PROBLEM STATEMENT
Each line of the records needs to come back exactly as written.

DATA PROVIDED
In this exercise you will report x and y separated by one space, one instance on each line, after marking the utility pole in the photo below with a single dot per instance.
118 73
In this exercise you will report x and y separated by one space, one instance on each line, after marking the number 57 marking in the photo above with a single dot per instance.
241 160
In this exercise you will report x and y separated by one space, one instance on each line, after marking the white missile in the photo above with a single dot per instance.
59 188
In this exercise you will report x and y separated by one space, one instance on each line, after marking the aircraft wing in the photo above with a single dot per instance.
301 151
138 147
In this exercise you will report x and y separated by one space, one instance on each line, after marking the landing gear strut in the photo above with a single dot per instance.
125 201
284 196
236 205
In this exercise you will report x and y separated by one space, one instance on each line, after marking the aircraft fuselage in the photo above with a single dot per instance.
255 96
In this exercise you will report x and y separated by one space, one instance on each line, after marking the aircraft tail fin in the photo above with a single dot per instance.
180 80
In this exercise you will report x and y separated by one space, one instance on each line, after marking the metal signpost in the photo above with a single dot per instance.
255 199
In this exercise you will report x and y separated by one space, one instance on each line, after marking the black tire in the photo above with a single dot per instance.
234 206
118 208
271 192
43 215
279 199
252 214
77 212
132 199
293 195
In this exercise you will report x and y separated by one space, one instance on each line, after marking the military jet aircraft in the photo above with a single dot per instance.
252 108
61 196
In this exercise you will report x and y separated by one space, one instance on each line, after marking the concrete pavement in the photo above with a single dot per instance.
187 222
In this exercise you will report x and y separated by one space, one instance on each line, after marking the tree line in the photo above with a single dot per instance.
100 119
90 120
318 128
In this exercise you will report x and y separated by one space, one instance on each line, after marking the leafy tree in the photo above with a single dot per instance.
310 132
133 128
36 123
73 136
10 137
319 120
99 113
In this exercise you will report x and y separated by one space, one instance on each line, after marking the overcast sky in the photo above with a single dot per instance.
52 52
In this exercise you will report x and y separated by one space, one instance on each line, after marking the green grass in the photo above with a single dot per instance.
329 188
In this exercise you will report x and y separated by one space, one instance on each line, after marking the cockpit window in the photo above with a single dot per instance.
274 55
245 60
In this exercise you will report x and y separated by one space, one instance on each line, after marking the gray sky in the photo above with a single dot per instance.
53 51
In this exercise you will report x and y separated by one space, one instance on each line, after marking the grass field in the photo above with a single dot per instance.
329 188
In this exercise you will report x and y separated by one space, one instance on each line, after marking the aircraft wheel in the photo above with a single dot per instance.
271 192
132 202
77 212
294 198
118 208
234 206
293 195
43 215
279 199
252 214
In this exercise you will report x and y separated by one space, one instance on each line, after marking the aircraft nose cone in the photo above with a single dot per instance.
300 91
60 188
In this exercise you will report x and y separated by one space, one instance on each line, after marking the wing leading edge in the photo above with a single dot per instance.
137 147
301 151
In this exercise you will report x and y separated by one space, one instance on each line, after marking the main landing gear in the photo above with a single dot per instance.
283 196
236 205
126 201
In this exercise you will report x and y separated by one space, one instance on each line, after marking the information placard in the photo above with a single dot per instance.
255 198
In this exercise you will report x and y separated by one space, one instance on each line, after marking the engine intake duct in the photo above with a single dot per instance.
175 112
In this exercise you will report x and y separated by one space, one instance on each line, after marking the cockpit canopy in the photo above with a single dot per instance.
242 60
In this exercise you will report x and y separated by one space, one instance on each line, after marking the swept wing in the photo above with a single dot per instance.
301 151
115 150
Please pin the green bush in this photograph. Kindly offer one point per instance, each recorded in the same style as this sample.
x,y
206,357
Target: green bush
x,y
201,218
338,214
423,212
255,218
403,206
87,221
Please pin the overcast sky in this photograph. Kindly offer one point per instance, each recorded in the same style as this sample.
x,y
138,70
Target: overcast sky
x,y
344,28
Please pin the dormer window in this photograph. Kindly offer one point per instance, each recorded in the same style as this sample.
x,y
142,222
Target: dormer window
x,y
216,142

SOLUTION BELOW
In this exercise you will report x and y separated by one space, one instance on each line, after marking the utility pole in the photo below with a single dot per instance.
118 73
In this exercise you will report x and y separated by one space, one instance on each line, after marking the number 57 marking in the photo above with a single dot per instance.
241 160
In this exercise you will report x and y separated by one space, one instance on each line, after marking the white missile in the photo above with a single dot per instance.
59 188
In this exercise you will report x and y separated by one space, one instance on each line, after marking the aircraft wing in the photo above with a single dot per instance.
301 151
138 147
In this exercise you will report x and y separated by one space, one instance on each line, after marking the landing gear strut in the photo above with a single dot per instance.
125 201
284 196
236 205
In this exercise you will report x and y separated by one space, one instance on each line, after marking the aircraft fuselage in the photo above with a single dot per instance.
255 96
In this exercise you will report x and y separated by one space, one instance on each line, after marking the aircraft tail fin in the photo above with a single dot per instance.
180 80
In this exercise you will report x and y separated by one space, one instance on each line, after marking the metal signpost in the photo above with a single dot per instance.
255 199
In this exercise you will report x and y separated by one space, one instance on each line, after marking the black tire in the photo above with a single dot per instance.
234 206
118 208
271 192
43 215
279 199
252 214
77 212
132 199
293 195
In this exercise you will report x and y separated by one space, one instance on each line, after marking the military jet aircraft in the photo above with a single dot per instance.
252 108
61 196
In this exercise you will report x and y separated by one space, one instance on each line, after marking the concrete pavement in the photo above with a single dot per instance.
187 222
In this exercise you will report x and y separated by one space, one instance on each line, after marking the tree line in the photo above with a single dot per instance.
100 119
90 120
318 128
In this exercise you will report x and y separated by one space, one instance on each line, after marking the leafy tree in the photo above with a single dot per instance.
310 132
133 128
36 123
73 136
10 137
319 120
99 113
In this exercise you will report x and y separated by one space, one instance on each line, after marking the overcast sky in the photo above with a single dot per instance.
52 52
In this exercise you will report x and y separated by one space, one instance on each line, after marking the green grass in the photo above with a single dot per instance.
329 188
In this exercise you will report x and y separated by one space, one instance on each line, after marking the cockpit window in the photo above with a single dot per instance.
274 55
245 60
In this exercise you will report x and y separated by one space, one instance on each line, after marking the gray sky in the photo above with a single dot per instance.
53 51
In this exercise you will report x and y separated by one space, one instance on each line, after marking the grass field in the photo above with a single dot per instance.
329 188
In this exercise you will report x and y separated by one space, one instance on each line, after marking the aircraft wheel in the photo above with a single dot per instance.
271 192
132 202
77 212
294 198
118 208
234 206
293 195
43 215
279 199
252 214
In this exercise you will report x and y separated by one space, one instance on each line, after marking the aircraft nose cone in the photo above with a single dot per instance.
300 91
60 188
In this exercise you will report x and y separated by one space, one instance on each line, after marking the wing leading edge in the photo above with a single dot per instance.
137 147
301 151
In this exercise you will report x and y separated by one space, one instance on each line, after marking the main landing gear in the photo above with a single dot per instance.
283 196
236 205
126 201
In this exercise you will report x and y separated by one space, one instance on each line, after marking the information placard in the photo above with a single dot per instance.
255 198
In this exercise you will report x and y separated by one space, one instance on each line, after marking the engine intake duct in the photo above with a single dot per instance.
175 112
In this exercise you will report x and y separated by one space, one instance on each line, after marking the cockpit canopy in the photo above with a single dot per instance.
242 60
In this exercise you will report x and y separated by one space, one instance on each line, after marking the swept wing in the photo above with a single dot per instance.
301 151
115 150
Please pin the green bush in this photograph. Kindly offer one point per instance, each recorded in the same style as this sample.
x,y
206,357
Target: green bush
x,y
201,218
338,214
423,212
255,218
403,206
87,221
Please pin the overcast sky in this photograph. Kindly offer one point per instance, each recorded in the same style as this sample.
x,y
138,70
Target: overcast sky
x,y
344,28
Please pin the dormer window in this photograph. Kindly offer one point per instance, each recorded in the same style as this sample.
x,y
142,222
Target: dormer window
x,y
216,142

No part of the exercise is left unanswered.